Please copy the entries from the line containing "Return one point for each instance of the white" up to and including the last line of the entries, with the requests included. Multiply every coordinate in the answers by 0.9 and round it to a whole number, rounding halves up, and give only those lines.

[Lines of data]
>> Begin

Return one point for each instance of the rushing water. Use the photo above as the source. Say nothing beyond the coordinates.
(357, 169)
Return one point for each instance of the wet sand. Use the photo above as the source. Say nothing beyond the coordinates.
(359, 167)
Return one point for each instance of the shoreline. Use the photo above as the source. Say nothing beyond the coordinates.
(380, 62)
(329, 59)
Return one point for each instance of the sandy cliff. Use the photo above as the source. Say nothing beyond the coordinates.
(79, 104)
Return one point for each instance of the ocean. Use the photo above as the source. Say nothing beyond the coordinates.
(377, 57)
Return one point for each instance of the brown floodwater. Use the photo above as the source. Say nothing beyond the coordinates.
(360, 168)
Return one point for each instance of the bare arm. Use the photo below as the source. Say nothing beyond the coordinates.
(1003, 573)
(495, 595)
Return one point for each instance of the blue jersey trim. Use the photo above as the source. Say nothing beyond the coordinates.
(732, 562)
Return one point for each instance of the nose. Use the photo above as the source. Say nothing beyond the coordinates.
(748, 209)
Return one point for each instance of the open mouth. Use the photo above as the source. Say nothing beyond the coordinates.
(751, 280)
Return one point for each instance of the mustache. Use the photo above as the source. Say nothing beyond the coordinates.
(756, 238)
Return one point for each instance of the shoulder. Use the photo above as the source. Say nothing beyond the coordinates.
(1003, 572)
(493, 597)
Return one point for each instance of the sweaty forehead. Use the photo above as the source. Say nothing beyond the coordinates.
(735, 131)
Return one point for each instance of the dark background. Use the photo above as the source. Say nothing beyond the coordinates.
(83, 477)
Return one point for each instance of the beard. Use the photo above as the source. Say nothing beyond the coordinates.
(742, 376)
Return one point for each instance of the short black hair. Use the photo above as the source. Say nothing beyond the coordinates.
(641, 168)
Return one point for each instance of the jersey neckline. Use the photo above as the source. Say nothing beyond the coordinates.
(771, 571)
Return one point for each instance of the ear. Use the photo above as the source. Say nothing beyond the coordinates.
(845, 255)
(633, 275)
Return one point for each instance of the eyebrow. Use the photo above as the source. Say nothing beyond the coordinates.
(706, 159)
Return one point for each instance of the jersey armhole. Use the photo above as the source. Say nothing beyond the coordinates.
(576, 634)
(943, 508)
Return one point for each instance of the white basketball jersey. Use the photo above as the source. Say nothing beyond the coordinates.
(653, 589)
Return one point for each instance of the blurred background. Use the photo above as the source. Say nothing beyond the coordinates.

>> End

### TASK SOLUTION
Return one point for each instance of the white basketball jersey. Use the photo above as the source. Say nothing beyond the coordinates.
(588, 530)
Return one point for each instance of the blurred background. Use the photo above as the source. Say nothing beyond the coordinates.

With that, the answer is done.